DATA UNDER STUDY START

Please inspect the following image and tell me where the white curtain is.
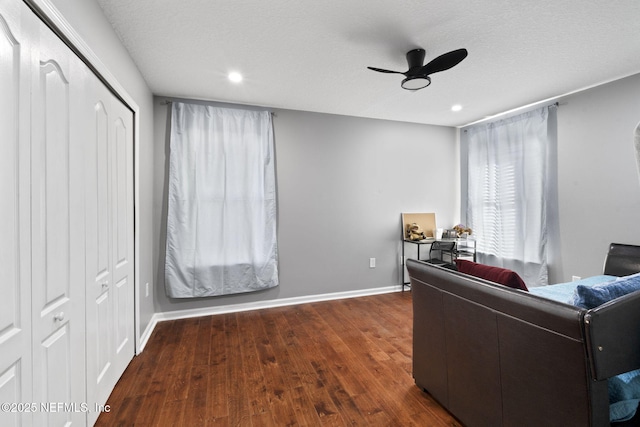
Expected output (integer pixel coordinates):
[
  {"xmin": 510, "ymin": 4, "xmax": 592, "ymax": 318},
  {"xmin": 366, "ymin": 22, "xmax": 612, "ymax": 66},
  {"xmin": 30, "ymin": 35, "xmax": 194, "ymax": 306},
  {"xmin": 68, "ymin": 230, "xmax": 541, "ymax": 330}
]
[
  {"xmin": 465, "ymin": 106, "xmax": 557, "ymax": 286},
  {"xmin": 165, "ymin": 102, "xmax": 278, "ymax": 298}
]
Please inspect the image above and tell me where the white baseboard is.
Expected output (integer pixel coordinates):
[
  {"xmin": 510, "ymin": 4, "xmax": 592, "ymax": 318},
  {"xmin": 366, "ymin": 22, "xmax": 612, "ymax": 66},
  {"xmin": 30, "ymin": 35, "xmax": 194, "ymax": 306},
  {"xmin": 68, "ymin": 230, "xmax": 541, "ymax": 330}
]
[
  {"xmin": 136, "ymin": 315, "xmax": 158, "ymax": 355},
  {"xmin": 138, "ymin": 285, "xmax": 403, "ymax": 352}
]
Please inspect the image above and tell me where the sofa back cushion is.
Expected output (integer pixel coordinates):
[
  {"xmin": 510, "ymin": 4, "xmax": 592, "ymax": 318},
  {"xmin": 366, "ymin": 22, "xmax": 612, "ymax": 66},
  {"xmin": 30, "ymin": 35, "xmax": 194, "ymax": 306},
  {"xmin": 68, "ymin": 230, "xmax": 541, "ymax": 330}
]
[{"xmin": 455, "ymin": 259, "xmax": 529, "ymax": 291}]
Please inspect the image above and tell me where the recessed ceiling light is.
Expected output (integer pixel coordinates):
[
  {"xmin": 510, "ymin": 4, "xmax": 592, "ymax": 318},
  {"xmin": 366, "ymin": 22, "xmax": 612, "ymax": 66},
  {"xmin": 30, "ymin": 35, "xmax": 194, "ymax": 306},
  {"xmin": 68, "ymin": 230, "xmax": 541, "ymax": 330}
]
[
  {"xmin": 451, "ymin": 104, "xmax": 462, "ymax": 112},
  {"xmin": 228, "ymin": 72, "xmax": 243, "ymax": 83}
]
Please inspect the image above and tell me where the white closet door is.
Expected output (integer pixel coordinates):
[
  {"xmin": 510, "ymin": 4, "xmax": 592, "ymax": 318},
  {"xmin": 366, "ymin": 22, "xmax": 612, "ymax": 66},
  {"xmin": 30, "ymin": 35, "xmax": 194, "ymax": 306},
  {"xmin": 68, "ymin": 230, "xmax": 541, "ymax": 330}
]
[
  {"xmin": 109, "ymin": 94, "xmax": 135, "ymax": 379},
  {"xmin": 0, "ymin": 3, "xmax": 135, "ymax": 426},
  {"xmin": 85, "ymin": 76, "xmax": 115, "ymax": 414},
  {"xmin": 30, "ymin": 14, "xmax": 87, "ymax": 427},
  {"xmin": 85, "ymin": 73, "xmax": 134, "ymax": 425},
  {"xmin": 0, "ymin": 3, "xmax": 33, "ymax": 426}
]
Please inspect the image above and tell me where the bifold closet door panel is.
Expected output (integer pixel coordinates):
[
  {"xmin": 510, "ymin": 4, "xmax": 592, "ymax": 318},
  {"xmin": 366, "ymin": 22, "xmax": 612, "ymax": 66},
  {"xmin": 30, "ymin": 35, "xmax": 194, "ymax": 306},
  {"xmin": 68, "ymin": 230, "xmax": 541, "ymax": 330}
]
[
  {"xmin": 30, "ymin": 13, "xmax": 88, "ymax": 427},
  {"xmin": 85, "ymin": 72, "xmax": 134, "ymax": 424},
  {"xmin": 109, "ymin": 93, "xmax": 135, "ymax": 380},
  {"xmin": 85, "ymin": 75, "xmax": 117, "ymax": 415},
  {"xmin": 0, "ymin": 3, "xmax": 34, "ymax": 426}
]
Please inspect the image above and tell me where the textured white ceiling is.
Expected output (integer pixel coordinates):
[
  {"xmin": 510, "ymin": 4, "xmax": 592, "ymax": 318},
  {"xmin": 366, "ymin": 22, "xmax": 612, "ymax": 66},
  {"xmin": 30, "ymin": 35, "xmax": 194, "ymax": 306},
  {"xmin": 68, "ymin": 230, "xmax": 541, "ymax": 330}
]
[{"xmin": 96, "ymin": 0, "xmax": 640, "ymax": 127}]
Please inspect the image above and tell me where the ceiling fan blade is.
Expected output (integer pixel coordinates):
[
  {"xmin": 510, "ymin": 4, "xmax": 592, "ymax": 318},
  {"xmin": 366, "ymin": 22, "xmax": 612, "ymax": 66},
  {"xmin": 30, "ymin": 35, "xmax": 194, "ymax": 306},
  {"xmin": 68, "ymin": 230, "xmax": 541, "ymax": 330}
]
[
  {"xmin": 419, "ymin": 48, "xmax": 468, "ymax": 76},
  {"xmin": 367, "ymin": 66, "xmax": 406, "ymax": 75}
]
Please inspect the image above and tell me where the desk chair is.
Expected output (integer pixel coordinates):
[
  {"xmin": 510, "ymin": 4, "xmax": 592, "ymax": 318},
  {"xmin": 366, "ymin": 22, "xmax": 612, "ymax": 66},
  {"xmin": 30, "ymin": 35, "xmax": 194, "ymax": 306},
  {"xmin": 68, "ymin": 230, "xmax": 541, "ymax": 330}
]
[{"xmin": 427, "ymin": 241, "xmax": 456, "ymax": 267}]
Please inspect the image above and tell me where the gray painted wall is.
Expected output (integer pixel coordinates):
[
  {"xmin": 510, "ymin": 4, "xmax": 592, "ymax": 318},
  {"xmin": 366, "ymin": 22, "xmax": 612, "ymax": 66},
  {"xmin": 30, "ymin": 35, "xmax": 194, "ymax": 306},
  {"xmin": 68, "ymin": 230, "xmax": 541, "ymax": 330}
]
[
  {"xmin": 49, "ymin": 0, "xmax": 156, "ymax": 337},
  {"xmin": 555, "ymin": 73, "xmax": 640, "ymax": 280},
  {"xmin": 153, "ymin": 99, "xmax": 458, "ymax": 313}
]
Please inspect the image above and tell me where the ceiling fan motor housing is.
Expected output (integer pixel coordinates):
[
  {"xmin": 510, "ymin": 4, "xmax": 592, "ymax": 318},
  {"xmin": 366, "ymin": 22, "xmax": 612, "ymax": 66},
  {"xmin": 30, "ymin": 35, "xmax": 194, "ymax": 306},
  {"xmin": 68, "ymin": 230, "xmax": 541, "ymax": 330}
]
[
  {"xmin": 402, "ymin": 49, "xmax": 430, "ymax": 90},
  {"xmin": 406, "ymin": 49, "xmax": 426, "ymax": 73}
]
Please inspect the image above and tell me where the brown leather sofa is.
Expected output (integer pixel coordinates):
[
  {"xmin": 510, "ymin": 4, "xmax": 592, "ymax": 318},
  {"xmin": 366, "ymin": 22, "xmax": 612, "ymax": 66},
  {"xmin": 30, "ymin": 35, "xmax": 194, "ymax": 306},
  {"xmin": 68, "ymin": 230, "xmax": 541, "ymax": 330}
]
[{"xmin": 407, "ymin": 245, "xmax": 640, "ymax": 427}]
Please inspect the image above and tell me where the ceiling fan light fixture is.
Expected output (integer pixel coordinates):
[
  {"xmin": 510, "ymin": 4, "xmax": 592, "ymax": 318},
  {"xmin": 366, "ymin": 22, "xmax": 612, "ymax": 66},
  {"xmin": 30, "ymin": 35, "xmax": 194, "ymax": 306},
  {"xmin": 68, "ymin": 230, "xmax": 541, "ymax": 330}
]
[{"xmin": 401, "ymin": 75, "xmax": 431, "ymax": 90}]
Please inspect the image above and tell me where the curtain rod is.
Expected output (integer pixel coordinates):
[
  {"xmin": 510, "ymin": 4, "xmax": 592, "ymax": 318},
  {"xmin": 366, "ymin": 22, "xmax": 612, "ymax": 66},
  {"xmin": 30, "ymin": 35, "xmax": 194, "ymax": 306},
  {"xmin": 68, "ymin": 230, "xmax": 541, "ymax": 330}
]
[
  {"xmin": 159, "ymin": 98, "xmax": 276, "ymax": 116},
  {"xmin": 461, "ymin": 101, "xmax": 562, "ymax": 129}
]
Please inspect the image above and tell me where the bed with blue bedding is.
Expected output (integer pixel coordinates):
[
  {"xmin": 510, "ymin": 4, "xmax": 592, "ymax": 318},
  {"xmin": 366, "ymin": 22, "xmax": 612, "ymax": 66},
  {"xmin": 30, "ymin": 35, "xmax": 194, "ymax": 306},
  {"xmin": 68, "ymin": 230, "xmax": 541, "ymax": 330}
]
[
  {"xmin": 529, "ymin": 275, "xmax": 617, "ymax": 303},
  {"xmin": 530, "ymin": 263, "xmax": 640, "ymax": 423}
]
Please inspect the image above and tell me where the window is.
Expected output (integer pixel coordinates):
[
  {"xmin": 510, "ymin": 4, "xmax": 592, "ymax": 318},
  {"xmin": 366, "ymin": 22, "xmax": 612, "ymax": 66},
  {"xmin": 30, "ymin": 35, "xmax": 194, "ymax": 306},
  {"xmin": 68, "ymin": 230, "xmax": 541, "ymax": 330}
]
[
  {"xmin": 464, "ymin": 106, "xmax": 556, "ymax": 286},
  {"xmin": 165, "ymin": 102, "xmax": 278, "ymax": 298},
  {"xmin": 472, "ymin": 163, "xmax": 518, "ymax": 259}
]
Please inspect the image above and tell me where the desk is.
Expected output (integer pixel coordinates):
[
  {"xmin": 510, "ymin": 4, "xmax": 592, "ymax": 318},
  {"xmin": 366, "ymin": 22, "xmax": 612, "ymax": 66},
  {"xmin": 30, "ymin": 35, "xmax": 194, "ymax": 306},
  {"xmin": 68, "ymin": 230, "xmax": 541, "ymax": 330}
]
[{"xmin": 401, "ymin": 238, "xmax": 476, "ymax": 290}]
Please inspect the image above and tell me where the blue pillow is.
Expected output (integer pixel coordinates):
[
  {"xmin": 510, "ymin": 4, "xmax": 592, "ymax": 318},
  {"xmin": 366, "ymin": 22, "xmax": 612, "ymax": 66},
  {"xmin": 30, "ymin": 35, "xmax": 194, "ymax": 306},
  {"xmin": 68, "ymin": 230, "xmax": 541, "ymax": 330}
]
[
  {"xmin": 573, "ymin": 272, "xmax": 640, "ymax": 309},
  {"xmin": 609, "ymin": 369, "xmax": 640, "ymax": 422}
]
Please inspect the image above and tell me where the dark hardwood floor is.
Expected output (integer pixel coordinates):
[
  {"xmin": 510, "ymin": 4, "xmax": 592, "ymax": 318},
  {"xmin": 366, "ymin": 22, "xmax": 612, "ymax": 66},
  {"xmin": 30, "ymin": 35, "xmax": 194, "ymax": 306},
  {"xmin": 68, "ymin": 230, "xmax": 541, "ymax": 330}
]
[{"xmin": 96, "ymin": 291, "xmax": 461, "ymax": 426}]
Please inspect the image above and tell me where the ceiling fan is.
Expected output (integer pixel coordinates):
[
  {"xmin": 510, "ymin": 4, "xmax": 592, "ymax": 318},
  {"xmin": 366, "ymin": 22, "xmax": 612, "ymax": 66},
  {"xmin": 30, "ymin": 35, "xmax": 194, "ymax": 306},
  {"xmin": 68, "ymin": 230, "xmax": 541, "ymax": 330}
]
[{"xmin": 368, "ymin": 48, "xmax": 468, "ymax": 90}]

DATA UNDER STUDY END

## [TASK REQUIREMENTS]
Write out each line above with the word "desk".

## [RESPONSE TO THIS EXERCISE]
Please inspect the image above and tell me where the desk chair is.
Please inspect the image above and tell me where the desk is.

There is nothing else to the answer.